GIVEN DATA:
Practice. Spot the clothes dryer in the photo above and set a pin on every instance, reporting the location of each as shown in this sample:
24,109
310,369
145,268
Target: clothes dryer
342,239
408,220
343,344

WHAT THE TASK ASKS: What is wanted is the complete set of entries, returned verbatim.

YOUR SOLUTION:
Practice. Spot the clothes dryer in the photo above and set a pin on every instance, reporting the location of each as shown in this sample:
24,109
310,369
145,268
Target: clothes dryer
342,239
408,220
343,344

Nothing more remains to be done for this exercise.